Given problem: Which lines in the items below contain the word "leafy"? Report each of them word for word.

.....

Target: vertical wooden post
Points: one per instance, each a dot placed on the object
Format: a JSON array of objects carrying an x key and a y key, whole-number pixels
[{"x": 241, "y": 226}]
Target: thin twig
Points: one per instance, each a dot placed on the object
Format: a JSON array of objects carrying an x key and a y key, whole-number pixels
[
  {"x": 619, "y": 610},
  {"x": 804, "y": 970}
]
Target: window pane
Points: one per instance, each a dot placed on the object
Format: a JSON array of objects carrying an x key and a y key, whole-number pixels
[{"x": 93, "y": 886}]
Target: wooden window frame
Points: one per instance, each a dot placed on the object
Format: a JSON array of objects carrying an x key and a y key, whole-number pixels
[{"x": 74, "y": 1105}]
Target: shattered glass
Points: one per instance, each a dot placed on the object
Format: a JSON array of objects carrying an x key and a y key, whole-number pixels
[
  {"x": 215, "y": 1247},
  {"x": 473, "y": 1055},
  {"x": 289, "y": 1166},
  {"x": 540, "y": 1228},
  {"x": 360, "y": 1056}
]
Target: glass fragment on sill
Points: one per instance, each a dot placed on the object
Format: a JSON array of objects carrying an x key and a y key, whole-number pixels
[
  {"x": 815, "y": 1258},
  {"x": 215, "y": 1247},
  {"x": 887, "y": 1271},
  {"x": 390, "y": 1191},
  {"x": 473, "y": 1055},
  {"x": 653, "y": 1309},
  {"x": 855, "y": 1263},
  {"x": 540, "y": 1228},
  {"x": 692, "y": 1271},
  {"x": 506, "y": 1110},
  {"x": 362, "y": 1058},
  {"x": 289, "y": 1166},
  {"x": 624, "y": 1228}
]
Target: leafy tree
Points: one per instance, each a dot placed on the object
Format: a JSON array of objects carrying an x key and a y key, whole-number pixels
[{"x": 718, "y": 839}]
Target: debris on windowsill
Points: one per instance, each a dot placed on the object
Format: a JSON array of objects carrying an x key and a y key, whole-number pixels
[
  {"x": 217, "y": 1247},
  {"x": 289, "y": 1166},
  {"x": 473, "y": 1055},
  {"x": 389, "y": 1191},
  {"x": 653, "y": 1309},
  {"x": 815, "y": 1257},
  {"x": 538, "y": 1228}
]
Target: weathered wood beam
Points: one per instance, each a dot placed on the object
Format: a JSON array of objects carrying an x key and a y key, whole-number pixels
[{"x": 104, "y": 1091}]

.....

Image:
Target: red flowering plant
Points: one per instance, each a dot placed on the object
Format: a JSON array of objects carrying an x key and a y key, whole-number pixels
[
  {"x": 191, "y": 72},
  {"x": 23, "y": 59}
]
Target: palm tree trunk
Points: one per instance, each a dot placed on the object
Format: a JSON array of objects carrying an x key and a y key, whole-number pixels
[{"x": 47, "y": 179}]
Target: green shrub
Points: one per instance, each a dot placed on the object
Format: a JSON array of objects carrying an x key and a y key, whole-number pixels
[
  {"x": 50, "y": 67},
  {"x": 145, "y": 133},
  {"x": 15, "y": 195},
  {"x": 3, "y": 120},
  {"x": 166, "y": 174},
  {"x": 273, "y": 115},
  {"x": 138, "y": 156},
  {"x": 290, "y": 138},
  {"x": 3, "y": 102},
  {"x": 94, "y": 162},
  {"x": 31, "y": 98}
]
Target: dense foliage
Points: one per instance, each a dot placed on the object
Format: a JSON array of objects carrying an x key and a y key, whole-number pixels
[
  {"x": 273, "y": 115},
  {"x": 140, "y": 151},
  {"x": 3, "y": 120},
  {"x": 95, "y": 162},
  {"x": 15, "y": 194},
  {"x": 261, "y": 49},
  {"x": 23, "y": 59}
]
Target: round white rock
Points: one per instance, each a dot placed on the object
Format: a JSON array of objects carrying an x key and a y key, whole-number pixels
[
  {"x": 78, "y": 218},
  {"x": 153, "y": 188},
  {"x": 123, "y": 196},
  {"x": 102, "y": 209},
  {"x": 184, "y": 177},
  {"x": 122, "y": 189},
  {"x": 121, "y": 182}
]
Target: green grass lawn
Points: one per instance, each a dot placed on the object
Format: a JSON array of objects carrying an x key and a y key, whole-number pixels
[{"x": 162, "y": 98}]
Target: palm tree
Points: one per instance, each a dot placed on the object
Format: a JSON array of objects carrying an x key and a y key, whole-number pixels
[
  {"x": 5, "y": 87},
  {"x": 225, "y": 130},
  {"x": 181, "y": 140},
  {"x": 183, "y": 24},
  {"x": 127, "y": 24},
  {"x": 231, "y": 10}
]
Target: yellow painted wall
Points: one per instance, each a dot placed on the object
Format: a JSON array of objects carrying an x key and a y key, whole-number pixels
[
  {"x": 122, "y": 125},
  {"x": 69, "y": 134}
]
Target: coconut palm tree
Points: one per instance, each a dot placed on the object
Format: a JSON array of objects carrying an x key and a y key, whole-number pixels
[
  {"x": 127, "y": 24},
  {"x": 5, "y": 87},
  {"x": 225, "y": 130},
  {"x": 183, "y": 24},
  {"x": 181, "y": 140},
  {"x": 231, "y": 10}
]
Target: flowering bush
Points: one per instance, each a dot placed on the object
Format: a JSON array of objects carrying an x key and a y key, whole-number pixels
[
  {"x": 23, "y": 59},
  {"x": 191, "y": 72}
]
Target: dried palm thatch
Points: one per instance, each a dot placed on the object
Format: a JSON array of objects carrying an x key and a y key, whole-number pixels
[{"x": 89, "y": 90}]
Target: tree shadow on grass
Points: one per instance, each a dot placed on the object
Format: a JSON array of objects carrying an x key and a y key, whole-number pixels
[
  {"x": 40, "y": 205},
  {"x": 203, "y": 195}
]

.....

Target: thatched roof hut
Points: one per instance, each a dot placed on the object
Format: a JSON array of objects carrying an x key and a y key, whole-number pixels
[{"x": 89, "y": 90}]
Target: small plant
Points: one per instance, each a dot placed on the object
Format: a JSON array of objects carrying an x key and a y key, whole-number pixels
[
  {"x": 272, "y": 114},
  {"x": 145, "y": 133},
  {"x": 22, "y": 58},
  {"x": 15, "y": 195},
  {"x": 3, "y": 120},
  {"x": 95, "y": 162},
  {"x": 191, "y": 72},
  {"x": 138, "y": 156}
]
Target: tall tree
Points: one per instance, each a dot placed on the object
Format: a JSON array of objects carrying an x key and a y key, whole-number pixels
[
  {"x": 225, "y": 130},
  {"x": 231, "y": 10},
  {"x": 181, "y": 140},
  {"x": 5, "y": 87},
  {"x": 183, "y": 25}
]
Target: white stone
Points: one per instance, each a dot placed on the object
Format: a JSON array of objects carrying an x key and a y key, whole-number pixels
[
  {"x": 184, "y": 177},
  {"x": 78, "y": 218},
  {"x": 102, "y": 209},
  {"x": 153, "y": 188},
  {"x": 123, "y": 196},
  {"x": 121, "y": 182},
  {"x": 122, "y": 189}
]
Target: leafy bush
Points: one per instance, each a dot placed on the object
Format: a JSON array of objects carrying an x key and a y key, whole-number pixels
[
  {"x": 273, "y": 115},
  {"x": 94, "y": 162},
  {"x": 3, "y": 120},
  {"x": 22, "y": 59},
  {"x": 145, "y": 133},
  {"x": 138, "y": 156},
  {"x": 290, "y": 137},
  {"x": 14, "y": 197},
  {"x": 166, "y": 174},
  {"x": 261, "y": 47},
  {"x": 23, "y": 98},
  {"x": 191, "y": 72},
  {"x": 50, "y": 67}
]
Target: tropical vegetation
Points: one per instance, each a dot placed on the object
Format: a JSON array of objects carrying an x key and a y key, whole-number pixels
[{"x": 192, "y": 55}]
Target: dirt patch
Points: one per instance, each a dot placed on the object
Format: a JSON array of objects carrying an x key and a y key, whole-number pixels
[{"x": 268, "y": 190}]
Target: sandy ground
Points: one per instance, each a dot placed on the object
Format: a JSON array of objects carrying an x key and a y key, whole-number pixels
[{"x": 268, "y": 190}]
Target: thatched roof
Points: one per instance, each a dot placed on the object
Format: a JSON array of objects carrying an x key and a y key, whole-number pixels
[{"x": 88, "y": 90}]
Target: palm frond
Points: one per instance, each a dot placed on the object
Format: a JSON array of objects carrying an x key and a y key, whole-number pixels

.....

Reply to the exercise:
Target: leafy tree
Target: leafy bush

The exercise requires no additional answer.